• _ОТРЫВОК ТЕКСТА_:
=-=-=
Имев в виду переданное мне государем предположение посадить великого князя Константина Николаевича в Государственный Совет и, с одной стороны, не зная, когда оно будет приведено в исполнение, а с другой, предвидя, что, по общему плану наших занятий, мы еще не слишком скоро приступим к обозрению истории и образования Совета, тогда как без всякого ознакомления с сими предметами великому князю неудобно присутствовать даже и простым слушателем, я в конце ноября написал обо всем этом государю, и через четверть часа записка моя возвратилась со следующей собственноручной его надписью: "Полагаю, что лучше не выходить из систематического изложения; присутствие без голоса в Совете не связано с какой-либо эпохой и потому последовать может в то время, когда узнаю, что беседы ваши уже дошли до сего предмета".
В начале декабря государь снова захворал, и притом так, что 6 декабря, в день своего тезоименитства, не мог даже присутствовать у обедни. 7-го он отважился выехать, но от этого выезда еще более разнемогся. Сделался род катаральной болезни, сопряженной с расстройством желчного отделения, и недуг тотчас принял характер если еще не совершенно опасный, то, по крайней мере, очень серьезный. Государь, как в предшедшую зиму, не был в силах никого принимать и должен был бросить все дела; несмотря на то, его никак не могли уложить в постель. Хотя с поникшей головой и в большой слабости, он постоянно оставался в креслах, в сюртуке, даже в галстуке, и притом не в обыкновенном своем кабинете в верхнем этаже Зимнего дворца, а в одной небольшой комнате из числа бывших великой княгини Ольги Николаевны, с тремя окнами, каждым как ворота, двумя дверьми и еще камином.
=-=-=
• _ИСХОДНЫЕ ДАННЫЕ_:

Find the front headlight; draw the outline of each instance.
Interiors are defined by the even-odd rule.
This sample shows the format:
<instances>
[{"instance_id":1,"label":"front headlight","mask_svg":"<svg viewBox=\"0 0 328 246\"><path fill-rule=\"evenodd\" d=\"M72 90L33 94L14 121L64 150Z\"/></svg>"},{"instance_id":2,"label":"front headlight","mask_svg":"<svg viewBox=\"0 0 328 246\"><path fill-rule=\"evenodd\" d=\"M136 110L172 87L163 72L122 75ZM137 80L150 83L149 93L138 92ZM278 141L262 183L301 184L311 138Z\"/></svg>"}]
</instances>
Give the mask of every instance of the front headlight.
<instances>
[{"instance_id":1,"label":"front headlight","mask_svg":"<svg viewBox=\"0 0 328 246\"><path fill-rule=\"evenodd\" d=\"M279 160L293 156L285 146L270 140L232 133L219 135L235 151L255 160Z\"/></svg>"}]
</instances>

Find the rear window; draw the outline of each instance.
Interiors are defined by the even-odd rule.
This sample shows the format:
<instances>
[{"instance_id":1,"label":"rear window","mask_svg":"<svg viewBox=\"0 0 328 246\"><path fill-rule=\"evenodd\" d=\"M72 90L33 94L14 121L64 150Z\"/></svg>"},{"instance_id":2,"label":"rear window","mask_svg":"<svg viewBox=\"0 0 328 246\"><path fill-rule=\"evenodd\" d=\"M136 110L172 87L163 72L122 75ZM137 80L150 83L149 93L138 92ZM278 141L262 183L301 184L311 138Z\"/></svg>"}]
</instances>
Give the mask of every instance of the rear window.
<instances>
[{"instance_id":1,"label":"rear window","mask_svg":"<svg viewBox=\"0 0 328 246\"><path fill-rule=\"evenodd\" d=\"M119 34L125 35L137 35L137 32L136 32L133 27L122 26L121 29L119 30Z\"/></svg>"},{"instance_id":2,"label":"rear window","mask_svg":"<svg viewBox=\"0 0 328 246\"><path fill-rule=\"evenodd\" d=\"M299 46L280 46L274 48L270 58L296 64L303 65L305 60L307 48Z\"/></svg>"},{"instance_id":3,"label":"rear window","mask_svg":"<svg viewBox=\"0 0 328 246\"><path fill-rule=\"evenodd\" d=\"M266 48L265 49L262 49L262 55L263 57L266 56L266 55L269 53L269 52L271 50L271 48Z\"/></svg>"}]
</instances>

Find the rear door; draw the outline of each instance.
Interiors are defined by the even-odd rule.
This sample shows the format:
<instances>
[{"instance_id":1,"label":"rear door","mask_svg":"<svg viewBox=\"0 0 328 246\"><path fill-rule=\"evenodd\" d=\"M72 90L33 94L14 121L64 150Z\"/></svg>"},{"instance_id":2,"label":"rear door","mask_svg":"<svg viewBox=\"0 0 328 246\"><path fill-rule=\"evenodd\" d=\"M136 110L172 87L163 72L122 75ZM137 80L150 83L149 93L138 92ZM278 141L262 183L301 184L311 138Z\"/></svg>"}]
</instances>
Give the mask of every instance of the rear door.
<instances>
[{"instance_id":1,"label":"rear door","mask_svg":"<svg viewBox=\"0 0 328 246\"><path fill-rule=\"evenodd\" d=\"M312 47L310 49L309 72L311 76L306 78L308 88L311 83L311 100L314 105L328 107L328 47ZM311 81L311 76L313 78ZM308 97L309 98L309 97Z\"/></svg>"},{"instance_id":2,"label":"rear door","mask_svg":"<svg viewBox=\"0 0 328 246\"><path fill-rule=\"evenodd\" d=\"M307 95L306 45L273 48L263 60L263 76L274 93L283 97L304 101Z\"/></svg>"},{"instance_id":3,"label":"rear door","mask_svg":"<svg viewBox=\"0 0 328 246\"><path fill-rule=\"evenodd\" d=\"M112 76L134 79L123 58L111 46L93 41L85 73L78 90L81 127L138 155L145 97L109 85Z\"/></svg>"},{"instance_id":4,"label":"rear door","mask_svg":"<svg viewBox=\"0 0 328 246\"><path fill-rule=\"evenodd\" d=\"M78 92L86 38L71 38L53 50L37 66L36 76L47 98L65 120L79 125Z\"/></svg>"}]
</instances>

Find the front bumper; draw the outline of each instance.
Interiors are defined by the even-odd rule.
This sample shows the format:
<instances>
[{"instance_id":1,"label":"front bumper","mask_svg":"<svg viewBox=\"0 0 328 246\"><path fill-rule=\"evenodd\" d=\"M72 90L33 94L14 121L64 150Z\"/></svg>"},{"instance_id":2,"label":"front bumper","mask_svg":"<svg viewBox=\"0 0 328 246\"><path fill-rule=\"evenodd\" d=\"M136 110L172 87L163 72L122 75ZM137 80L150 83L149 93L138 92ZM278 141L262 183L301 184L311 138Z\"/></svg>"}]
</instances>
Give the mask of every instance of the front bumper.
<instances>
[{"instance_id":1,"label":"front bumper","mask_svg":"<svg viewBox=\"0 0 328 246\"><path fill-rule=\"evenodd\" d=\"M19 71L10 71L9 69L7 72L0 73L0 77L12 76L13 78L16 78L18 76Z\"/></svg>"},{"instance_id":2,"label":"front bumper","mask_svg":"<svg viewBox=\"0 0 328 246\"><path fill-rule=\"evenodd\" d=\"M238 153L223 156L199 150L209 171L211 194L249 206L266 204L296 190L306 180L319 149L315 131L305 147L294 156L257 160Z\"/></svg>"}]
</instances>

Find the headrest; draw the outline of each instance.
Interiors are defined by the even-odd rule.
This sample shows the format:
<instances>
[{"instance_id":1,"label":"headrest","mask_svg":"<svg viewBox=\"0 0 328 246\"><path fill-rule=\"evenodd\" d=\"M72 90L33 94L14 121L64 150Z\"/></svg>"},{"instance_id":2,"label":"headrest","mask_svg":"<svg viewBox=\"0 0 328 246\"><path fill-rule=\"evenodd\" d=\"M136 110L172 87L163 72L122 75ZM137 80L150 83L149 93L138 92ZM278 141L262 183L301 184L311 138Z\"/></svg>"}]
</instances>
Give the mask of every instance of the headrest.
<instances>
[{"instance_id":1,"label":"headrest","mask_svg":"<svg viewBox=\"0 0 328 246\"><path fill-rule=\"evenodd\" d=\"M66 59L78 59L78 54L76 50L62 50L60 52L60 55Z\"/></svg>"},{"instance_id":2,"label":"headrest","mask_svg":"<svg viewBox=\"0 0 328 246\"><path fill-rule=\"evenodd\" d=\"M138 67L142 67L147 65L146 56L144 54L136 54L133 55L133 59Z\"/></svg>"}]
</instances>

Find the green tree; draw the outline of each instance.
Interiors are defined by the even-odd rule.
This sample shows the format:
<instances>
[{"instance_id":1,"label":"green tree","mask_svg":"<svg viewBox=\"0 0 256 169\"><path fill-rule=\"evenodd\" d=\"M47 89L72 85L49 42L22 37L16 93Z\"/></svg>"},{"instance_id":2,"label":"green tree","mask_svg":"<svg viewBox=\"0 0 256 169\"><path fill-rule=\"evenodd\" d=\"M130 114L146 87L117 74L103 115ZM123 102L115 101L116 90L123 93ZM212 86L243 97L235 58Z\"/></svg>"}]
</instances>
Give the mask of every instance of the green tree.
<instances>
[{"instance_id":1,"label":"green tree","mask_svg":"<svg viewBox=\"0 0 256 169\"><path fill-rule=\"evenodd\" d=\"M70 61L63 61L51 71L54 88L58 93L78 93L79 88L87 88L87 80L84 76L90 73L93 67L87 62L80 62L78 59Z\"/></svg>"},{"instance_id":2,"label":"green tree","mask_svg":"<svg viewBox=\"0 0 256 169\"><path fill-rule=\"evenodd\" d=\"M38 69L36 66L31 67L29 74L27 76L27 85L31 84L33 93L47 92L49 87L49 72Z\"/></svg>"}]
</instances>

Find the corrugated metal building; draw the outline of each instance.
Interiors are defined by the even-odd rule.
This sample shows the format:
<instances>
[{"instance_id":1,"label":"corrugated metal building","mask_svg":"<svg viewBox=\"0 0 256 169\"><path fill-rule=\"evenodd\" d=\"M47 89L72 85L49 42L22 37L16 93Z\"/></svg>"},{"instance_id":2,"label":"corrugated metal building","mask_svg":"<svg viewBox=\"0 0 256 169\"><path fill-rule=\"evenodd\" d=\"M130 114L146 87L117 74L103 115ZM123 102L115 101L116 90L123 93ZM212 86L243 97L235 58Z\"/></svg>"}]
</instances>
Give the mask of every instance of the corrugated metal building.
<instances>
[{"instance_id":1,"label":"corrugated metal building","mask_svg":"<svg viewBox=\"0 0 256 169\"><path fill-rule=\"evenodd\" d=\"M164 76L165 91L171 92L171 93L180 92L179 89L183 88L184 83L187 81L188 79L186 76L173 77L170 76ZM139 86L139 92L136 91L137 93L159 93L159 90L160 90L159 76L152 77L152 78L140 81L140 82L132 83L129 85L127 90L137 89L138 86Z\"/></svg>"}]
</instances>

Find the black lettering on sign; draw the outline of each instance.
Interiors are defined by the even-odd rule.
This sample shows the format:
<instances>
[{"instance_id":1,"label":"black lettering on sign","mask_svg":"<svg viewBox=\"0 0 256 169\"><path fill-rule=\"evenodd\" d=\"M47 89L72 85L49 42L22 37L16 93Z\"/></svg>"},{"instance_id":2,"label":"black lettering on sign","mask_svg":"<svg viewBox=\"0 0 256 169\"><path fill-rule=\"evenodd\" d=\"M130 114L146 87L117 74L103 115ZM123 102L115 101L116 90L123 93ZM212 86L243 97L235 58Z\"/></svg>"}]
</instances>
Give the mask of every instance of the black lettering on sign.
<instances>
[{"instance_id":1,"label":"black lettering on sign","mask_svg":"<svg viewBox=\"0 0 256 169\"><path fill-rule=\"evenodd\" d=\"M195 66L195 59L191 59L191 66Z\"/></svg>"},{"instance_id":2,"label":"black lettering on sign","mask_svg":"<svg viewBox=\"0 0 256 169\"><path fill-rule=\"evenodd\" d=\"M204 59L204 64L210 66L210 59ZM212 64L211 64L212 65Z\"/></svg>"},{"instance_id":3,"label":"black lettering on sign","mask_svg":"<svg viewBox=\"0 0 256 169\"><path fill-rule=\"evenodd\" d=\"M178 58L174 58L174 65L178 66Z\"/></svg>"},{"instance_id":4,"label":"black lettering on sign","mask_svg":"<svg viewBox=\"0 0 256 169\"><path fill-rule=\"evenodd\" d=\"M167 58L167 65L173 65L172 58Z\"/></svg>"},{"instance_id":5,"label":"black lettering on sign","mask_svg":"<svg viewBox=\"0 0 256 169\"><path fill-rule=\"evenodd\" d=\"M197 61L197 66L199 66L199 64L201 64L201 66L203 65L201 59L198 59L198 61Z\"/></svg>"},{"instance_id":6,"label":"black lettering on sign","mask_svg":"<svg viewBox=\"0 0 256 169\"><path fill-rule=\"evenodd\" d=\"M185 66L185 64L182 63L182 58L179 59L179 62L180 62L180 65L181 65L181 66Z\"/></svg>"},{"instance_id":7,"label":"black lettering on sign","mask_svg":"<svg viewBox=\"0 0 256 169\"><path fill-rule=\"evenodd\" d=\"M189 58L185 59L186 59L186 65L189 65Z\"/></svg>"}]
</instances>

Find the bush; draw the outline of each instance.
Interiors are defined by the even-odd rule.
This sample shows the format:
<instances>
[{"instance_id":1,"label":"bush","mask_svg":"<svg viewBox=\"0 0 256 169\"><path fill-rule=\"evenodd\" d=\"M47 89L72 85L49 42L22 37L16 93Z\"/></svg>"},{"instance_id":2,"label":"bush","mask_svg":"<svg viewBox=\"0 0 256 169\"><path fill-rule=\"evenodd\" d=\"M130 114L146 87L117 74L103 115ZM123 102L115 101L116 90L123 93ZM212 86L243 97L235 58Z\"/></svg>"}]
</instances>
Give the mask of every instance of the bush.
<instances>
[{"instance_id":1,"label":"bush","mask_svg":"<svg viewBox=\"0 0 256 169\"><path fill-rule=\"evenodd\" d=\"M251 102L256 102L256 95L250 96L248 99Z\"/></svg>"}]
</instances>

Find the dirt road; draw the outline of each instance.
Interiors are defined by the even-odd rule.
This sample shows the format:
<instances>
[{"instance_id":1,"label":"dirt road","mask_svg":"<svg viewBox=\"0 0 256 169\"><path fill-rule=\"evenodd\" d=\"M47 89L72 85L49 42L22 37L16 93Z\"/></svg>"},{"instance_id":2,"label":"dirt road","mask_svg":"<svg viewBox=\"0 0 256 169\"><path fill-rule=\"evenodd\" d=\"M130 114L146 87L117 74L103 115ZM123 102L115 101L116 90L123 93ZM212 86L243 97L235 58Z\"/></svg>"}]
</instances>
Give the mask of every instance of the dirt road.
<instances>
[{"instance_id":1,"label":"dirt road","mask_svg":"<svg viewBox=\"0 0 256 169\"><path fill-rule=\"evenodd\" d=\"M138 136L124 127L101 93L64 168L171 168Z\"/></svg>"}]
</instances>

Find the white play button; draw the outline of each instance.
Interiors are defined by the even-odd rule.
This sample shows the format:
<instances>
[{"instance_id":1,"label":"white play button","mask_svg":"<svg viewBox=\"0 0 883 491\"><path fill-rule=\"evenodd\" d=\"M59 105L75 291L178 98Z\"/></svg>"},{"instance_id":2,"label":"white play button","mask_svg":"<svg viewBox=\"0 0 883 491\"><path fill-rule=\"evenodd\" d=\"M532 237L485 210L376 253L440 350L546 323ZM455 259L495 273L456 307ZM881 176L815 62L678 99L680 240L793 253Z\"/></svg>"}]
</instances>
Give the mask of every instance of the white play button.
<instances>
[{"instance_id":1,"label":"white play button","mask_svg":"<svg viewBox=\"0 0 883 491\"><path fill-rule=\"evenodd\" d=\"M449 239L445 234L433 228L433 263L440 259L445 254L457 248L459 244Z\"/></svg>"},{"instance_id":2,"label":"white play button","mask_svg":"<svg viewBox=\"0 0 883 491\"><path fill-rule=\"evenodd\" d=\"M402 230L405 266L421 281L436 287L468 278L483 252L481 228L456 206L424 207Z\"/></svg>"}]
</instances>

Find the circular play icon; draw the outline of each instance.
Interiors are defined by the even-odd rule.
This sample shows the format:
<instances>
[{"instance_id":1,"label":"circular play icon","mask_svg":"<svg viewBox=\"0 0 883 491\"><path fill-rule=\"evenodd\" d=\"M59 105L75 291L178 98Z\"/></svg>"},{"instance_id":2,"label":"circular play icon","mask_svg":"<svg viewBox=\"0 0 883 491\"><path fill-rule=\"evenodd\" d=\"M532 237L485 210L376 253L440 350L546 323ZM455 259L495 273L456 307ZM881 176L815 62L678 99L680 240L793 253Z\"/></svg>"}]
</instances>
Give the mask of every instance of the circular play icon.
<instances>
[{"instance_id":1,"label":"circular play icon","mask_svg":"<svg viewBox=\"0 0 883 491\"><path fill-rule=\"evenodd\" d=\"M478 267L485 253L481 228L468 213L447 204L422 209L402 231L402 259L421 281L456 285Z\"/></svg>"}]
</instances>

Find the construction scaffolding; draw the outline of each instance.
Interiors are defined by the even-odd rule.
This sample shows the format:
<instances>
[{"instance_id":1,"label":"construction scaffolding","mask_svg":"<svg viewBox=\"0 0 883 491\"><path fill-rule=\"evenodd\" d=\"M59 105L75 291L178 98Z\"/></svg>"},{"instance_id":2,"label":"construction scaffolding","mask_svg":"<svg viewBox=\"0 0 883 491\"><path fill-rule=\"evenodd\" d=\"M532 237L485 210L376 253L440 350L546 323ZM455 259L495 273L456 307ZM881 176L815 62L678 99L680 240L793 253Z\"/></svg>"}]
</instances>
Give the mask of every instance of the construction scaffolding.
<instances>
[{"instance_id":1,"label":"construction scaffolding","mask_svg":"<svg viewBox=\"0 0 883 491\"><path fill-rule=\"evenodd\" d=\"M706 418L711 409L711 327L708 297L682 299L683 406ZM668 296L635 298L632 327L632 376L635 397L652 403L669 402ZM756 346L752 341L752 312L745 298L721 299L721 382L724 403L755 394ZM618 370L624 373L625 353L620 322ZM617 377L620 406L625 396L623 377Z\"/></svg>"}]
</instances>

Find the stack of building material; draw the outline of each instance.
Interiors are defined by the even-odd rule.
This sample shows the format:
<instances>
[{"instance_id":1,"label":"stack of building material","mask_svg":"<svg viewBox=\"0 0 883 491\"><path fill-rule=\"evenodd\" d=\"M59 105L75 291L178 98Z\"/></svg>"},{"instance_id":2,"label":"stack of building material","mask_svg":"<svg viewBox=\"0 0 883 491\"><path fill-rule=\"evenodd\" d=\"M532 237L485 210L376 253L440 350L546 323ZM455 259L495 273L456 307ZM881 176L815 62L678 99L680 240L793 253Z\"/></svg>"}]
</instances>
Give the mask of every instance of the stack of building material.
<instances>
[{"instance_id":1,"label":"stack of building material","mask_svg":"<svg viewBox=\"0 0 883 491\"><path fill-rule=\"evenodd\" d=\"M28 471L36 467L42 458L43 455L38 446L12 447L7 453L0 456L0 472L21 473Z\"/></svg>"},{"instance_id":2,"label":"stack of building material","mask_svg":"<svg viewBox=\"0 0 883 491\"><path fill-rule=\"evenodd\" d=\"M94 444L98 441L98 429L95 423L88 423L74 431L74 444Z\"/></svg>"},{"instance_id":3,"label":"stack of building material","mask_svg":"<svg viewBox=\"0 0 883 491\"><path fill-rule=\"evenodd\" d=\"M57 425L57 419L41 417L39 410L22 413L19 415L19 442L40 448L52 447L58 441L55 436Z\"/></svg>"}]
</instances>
=-=-=
• _ЧТО НУЖНО_:
Выпишите слово в слово кусок из отрывка о государе: начните со слов «В начале декабря» и остановитесь после слов «и еще камином.».

• _ОТВЕТ НА ЗАДАНИЕ_:
В начале декабря государь снова захворал, и притом так, что 6 декабря, в день своего тезоименитства, не мог даже присутствовать у обедни. 7-го он отважился выехать, но от этого выезда еще более разнемогся. Сделался род катаральной болезни, сопряженной с расстройством желчного отделения, и недуг тотчас принял характер если еще не совершенно опасный, то, по крайней мере, очень серьезный. Государь, как в предшедшую зиму, не был в силах никого принимать и должен был бросить все дела; несмотря на то, его никак не могли уложить в постель. Хотя с поникшей головой и в большой слабости, он постоянно оставался в креслах, в сюртуке, даже в галстуке, и притом не в обыкновенном своем кабинете в верхнем этаже Зимнего дворца, а в одной небольшой комнате из числа бывших великой княгини Ольги Николаевны, с тремя окнами, каждым как ворота, двумя дверьми и еще камином.